-- BEGIN SOURCE MATERIAL --

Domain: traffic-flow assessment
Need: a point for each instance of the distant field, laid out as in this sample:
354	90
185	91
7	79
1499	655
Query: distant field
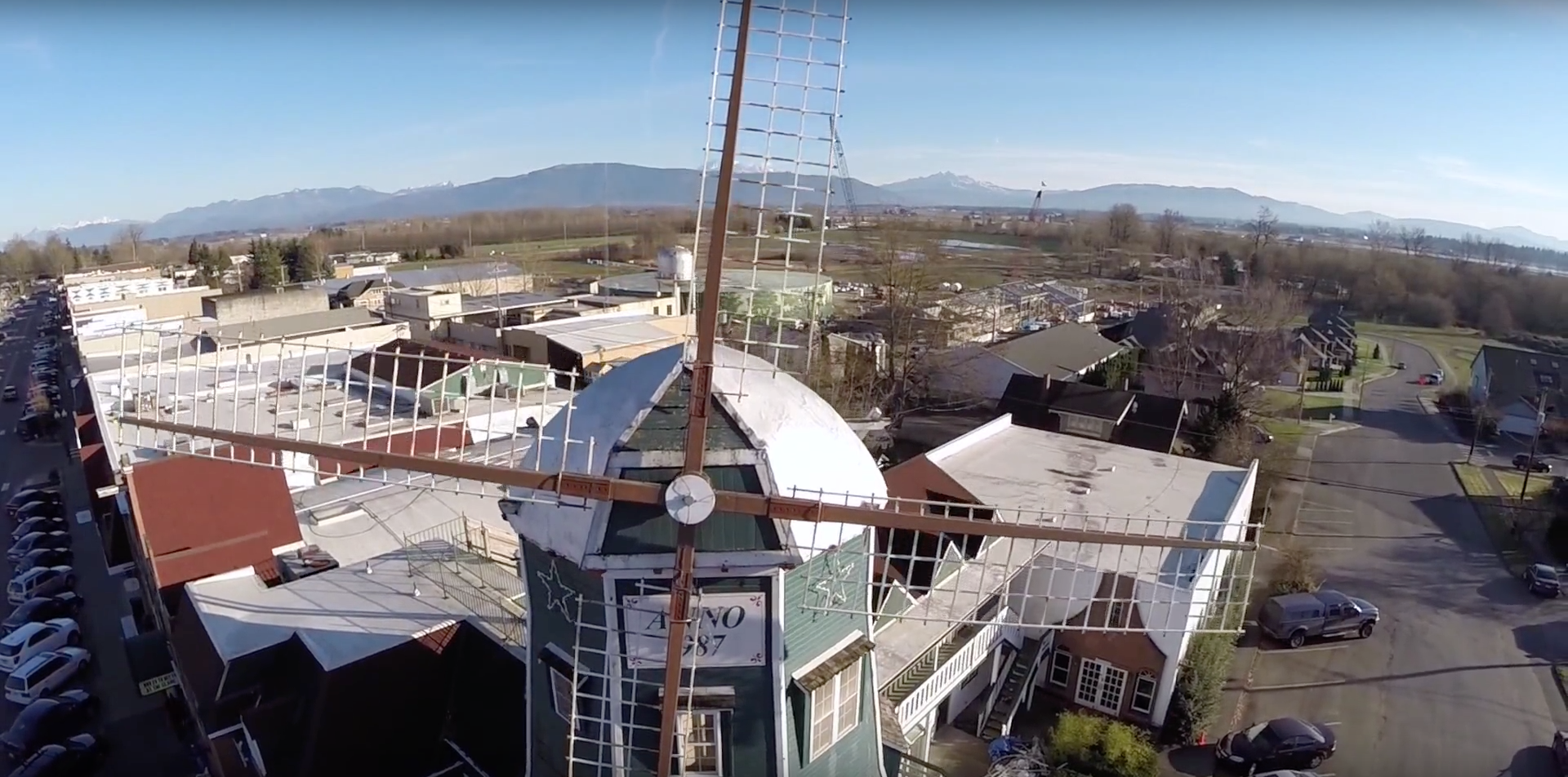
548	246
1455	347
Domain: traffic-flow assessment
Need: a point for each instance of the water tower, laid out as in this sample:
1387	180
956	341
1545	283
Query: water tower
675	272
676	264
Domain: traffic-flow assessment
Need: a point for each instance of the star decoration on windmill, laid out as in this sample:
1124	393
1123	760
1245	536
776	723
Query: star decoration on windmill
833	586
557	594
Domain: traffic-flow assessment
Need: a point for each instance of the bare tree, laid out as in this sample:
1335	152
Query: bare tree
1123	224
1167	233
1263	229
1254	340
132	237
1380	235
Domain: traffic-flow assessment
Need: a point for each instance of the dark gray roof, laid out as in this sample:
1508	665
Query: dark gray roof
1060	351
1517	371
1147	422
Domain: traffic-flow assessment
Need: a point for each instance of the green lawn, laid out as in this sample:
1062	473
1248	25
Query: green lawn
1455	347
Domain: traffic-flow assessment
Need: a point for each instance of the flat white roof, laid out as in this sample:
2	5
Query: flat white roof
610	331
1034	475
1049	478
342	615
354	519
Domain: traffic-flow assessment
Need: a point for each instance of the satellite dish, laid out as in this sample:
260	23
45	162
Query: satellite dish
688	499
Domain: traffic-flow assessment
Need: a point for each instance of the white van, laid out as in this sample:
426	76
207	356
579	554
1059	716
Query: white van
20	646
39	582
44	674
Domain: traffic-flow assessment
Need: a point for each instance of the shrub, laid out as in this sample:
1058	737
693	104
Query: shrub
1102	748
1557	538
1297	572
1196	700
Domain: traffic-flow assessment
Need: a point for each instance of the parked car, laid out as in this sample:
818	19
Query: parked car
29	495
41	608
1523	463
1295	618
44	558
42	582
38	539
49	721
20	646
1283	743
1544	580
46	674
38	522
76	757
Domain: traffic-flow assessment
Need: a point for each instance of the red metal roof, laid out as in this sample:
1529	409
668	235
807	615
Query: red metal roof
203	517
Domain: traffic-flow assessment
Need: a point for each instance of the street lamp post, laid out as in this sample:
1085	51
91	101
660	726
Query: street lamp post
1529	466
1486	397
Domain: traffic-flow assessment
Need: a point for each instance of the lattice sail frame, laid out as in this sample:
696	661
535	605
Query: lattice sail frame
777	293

-- END SOURCE MATERIAL --

### WORK TO DO
Transcribe every line from the records above without alteration, and leave out the images.

### TASK ANSWER
Domain: traffic-flow assessment
Need: a point for each instance of the distant field, laid out as in this sample:
354	90
185	91
7	79
1499	655
Query: distant field
548	246
1455	347
Domain: traffic-flow assessment
Need: a point for each instance of the water tower, laid out as in this sample:
1387	180
956	341
1545	283
Query: water tower
675	272
676	264
Domain: traffic-flow assessment
Need: a point for each instance of the star decoration on windmill, laid out as in this sample:
1124	393
1123	760
1245	536
776	723
Query: star decoration on windmill
833	586
557	594
Domain: traffic-flow assessment
Need: a point for each instance of the bare tree, laid out as in this sample:
1335	152
Query: bare tree
1123	224
1167	233
1263	229
1254	340
132	237
1380	235
Domain: traffic-flow assessment
Need: a point for each instance of the dark gray roof, laid out as in this sample:
1508	665
Query: dark gray roof
1060	351
1517	371
1147	422
Domain: traffic-flow assessment
Need: a point for each instance of the green lawn, laid out as in this sample:
1062	473
1248	25
Query: green lawn
1455	347
Domain: traffic-flow assessment
Need: a point for each instance of the flat white roof, laid out as in this sample:
2	5
Query: flat white roof
610	331
1034	475
1049	478
342	615
354	519
Domain: traffic-flow assessment
Need: a point for each instance of the satellite dish, laid out as in this sample:
260	23
45	162
Query: satellite dish
688	499
Domain: traffic-flow assessment
Need: a point for each instance of the white van, laid out as in this sample:
426	76
207	356
579	554
1059	716
Query: white van
20	646
39	582
44	674
Domain: traffic-flow assessment
Need: a point for each instance of the shrub, laid out as in this sample:
1058	737
693	104
Query: shrub
1102	748
1557	538
1297	572
1196	700
Domain: traffic-flow assessment
Need: a point for each instance of the parked car, laid out as in this sample:
818	19
Query: parked car
29	495
41	608
1523	463
1295	618
44	558
42	582
38	539
49	721
20	646
1283	743
1544	580
46	674
38	522
76	757
Domain: traffic-flow assessment
Need: a point for each instance of the red metal roof, laid out as in this sample:
1529	409
668	235
807	615
Query: red metal roof
203	517
Domain: traffic-flow assessment
Need: a point for each instance of the street lamp post, laid out as in this sample:
1085	51
91	101
660	726
Query: street lamp post
1529	466
1486	397
Domain: traffic-flow assessment
Need: a point for each instance of the lattice sail frame, laid out as in this sample:
696	661
535	605
Query: lattice sail frame
777	293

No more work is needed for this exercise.